▶ Direction
Find each line in the material below that has the word "dark" in it, and copy those lines.

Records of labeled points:
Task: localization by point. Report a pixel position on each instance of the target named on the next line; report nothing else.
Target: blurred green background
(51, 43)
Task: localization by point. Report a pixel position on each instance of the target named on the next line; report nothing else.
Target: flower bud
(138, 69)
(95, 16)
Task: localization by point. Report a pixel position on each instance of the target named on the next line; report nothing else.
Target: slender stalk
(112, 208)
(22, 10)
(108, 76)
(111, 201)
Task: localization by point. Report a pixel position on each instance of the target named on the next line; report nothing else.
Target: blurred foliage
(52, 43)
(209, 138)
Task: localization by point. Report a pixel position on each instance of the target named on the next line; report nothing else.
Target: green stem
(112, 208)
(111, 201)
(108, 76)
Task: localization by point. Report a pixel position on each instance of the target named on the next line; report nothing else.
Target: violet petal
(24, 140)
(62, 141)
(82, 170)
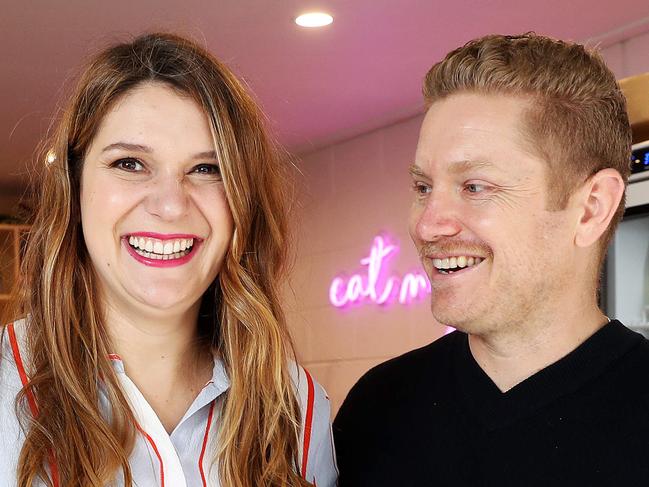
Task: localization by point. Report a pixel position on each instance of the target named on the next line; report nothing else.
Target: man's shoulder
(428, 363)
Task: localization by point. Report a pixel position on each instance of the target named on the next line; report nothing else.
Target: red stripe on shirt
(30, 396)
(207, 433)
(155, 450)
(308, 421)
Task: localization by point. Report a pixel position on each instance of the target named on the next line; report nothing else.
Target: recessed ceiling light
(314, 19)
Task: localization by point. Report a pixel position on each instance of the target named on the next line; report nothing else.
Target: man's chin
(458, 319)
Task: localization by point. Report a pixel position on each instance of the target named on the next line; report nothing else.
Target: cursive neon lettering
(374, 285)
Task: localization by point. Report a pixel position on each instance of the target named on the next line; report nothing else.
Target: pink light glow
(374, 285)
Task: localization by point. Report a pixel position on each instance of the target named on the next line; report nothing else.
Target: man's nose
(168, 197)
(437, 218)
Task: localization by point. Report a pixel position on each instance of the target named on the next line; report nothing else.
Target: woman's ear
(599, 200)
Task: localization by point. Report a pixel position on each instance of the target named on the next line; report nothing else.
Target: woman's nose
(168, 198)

...

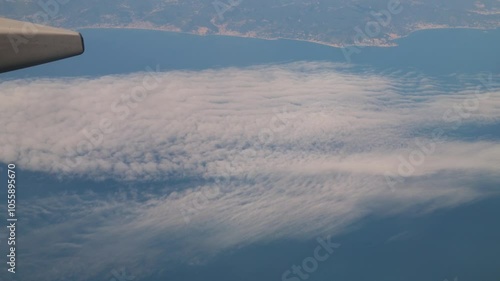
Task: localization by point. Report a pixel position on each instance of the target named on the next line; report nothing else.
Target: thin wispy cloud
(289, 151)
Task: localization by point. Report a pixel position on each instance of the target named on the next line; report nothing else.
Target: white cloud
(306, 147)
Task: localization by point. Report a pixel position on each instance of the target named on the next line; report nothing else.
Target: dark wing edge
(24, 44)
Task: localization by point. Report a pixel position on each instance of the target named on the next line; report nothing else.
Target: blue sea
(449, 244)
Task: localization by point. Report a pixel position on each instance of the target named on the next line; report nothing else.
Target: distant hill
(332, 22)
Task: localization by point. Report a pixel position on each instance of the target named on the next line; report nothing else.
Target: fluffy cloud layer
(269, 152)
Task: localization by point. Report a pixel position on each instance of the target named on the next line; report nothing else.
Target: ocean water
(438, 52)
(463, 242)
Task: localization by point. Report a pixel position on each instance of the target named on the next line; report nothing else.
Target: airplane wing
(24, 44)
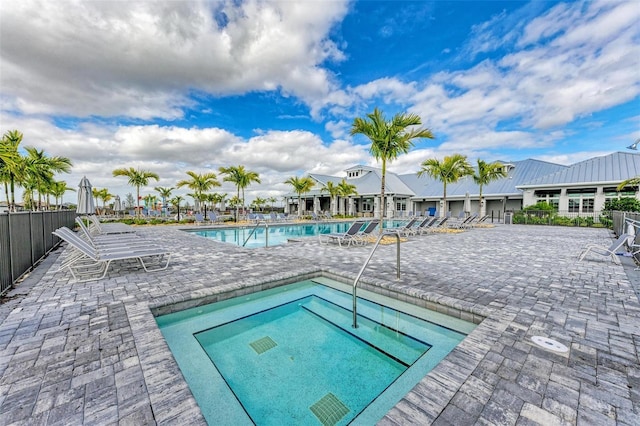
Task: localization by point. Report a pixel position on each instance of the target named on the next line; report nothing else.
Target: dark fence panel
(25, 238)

▶ Written solution
Target: dark wing edge
Target: dark fence panel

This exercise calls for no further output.